Every line below that mentions the word "trunk" should be copied out.

• [SUPPLIED RECORDS]
•••

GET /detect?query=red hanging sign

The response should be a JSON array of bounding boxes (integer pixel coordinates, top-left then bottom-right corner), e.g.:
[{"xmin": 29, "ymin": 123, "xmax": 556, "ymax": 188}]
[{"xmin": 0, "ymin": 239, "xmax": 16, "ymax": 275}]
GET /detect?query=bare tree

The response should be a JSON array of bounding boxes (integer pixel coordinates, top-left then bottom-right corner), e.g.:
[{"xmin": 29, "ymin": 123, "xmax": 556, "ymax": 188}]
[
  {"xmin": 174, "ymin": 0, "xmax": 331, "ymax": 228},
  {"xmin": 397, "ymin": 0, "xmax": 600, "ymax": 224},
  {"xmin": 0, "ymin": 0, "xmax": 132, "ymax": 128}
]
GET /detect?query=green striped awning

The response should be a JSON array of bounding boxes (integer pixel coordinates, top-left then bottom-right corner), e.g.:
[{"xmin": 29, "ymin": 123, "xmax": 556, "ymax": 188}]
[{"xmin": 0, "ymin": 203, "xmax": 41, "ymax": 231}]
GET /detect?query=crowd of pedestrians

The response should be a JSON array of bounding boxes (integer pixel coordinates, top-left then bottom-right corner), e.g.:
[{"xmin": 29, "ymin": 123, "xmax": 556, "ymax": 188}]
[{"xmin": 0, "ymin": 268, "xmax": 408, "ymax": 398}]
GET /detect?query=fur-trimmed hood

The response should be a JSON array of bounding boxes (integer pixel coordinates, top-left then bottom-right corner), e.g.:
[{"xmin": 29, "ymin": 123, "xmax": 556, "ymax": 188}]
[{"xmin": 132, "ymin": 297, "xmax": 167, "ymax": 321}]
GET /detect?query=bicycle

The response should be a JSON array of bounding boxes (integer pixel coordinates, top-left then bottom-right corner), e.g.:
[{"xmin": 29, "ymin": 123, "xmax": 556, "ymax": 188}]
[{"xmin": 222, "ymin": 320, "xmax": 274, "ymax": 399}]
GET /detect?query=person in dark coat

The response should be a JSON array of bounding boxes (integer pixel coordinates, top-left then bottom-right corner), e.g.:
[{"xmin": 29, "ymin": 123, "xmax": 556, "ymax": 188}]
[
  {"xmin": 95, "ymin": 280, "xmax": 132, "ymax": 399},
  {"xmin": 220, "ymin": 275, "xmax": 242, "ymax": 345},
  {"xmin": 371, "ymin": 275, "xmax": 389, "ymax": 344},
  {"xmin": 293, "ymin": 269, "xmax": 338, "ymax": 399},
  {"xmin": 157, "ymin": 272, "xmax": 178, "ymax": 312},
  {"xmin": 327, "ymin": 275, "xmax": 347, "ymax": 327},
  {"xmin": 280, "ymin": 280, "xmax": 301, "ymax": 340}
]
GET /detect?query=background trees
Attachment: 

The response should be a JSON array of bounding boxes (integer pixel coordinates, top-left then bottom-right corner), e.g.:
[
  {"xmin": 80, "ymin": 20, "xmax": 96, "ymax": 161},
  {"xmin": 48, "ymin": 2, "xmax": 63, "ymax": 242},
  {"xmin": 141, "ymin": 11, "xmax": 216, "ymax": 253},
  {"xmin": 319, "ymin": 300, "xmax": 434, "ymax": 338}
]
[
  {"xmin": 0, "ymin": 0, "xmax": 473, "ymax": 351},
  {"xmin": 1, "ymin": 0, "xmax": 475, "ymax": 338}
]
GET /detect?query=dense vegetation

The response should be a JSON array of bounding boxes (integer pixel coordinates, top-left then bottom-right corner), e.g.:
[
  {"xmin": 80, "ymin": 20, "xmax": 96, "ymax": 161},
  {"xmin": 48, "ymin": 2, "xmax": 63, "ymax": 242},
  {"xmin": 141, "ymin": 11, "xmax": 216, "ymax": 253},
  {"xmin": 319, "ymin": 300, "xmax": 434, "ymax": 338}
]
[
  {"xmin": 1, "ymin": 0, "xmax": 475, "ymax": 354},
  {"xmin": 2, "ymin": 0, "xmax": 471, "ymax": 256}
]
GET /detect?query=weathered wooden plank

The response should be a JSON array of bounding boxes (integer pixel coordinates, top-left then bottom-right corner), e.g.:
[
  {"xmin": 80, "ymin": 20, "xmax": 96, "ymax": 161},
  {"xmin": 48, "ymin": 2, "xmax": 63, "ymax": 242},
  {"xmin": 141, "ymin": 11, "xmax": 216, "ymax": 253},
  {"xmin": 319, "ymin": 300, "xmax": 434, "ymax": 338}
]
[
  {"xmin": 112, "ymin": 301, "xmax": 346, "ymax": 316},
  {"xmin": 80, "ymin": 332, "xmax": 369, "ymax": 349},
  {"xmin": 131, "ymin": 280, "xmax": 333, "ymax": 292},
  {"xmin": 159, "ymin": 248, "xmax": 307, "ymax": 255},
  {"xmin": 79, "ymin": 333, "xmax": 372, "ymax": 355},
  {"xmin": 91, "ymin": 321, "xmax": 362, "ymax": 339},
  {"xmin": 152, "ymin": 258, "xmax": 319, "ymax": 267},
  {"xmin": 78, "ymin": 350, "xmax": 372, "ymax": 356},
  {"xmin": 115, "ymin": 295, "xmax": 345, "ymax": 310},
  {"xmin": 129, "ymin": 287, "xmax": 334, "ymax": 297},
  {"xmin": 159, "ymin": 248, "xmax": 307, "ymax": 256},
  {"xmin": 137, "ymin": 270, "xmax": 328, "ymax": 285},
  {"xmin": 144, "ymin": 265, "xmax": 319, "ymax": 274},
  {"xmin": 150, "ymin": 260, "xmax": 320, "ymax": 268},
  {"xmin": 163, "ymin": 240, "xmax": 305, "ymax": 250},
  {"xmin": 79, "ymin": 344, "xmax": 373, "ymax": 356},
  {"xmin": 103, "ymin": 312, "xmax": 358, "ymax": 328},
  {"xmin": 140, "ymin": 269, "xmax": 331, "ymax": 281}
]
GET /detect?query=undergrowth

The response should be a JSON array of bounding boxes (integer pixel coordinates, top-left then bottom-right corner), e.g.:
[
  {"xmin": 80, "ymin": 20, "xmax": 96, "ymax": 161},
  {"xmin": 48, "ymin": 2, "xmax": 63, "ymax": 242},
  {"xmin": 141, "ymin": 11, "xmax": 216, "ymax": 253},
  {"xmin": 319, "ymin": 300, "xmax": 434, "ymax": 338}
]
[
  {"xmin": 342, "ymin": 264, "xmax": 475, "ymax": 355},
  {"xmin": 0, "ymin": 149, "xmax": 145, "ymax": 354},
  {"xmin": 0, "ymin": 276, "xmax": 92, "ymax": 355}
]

•••

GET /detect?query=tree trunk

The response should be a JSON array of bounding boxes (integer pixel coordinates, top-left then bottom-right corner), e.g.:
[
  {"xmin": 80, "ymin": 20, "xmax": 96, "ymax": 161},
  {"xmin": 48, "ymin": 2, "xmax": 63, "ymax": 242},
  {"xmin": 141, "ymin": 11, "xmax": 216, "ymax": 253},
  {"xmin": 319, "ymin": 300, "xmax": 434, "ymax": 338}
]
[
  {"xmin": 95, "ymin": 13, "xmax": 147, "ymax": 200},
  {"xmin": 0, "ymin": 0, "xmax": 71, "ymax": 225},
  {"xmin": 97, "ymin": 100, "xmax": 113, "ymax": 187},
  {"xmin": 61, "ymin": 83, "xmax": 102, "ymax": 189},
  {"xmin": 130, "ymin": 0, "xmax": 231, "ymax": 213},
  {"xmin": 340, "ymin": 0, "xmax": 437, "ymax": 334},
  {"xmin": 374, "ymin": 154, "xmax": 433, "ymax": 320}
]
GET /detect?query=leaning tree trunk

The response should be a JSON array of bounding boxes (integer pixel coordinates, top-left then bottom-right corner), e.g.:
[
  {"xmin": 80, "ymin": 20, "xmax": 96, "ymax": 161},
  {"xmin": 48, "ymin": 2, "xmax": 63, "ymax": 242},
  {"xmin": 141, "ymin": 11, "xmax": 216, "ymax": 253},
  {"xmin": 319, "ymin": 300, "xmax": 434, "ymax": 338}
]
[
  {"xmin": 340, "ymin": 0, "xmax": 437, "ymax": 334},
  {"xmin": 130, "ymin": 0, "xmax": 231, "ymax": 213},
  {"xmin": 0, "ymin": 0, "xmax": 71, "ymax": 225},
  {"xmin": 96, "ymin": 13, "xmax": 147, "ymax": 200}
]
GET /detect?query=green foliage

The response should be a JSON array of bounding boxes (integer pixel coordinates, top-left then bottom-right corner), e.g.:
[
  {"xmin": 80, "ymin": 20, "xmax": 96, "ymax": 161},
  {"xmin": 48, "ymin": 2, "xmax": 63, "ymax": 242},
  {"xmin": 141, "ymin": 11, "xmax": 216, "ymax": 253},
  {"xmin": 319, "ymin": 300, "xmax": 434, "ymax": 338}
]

•••

• [OUTPUT OF THE EXERCISE]
GET /detect?query=tree trunk
GET /detect?query=leaning tree trunk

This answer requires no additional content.